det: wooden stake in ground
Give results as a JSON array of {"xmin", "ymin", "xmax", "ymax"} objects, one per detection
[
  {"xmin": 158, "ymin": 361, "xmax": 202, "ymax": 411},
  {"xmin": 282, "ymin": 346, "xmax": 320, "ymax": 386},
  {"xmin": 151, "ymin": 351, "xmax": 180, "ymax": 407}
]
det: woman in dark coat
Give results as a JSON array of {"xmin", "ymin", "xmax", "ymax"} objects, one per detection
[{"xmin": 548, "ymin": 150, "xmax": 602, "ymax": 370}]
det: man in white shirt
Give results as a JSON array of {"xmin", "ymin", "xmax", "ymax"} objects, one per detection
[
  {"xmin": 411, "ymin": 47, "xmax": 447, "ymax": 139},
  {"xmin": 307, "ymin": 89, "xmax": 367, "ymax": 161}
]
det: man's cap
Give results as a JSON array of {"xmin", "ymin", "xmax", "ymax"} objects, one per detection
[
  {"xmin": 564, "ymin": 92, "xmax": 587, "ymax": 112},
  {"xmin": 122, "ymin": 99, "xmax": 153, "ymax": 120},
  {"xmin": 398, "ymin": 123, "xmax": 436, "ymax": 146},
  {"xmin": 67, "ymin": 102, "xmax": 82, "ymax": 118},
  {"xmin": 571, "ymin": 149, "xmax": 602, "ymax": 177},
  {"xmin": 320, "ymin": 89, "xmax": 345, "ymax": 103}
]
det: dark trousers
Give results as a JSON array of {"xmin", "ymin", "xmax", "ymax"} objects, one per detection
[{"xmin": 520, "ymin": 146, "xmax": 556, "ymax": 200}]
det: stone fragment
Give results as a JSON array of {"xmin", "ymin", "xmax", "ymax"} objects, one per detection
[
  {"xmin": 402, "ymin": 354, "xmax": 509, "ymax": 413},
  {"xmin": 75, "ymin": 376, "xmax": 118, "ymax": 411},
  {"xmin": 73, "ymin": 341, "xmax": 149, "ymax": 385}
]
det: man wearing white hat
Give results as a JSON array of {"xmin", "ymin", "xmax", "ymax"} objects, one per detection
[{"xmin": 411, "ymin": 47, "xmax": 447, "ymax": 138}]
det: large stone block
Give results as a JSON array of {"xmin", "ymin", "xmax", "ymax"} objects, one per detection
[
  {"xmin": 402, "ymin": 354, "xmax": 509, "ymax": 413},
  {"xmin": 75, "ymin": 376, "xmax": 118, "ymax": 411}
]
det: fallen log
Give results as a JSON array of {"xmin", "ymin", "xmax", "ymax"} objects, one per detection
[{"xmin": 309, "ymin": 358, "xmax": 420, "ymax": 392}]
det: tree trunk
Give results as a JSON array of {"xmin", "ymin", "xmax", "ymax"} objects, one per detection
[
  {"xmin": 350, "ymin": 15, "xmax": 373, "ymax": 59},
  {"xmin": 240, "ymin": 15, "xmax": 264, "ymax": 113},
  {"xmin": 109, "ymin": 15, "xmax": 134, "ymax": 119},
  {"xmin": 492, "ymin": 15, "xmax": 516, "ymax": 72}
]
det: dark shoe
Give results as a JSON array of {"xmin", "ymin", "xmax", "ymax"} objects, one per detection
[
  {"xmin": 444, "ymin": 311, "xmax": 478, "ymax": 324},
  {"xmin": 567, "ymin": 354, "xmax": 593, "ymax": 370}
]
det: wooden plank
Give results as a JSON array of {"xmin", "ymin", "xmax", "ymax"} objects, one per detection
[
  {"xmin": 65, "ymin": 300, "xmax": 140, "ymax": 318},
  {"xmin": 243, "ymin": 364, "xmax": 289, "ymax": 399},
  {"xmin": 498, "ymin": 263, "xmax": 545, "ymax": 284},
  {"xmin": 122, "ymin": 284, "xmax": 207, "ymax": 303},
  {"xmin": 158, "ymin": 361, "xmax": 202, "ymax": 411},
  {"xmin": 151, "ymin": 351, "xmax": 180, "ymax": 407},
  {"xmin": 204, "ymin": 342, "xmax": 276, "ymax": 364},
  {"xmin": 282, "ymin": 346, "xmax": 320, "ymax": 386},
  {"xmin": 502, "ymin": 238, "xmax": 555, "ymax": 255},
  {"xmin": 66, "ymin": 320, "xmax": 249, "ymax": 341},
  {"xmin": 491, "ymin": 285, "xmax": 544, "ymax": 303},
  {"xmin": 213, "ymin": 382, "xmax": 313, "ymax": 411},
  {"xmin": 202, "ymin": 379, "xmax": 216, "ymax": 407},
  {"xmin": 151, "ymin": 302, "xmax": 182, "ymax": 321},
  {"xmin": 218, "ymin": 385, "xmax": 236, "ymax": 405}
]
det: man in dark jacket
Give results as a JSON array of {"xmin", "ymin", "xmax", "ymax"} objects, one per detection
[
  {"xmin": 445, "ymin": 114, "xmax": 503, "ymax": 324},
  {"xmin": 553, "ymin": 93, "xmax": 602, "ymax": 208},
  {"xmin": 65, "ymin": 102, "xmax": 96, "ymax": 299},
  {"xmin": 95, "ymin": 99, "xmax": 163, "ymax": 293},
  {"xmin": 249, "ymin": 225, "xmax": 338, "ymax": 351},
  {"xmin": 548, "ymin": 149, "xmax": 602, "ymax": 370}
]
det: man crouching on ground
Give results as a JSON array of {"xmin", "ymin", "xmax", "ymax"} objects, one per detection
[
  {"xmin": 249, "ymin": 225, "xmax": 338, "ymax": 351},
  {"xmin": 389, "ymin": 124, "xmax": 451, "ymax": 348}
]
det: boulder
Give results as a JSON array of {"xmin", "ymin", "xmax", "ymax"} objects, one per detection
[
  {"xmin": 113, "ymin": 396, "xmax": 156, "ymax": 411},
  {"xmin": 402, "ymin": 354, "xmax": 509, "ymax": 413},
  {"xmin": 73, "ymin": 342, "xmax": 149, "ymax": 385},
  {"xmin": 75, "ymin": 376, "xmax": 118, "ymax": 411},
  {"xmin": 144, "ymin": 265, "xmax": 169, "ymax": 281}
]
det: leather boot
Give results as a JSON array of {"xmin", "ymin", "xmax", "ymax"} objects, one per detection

**Written exercise**
How many lines in the rows above contain the string "dark"? Matches must have the same case. Reply with the number only.

**Exercise result**
4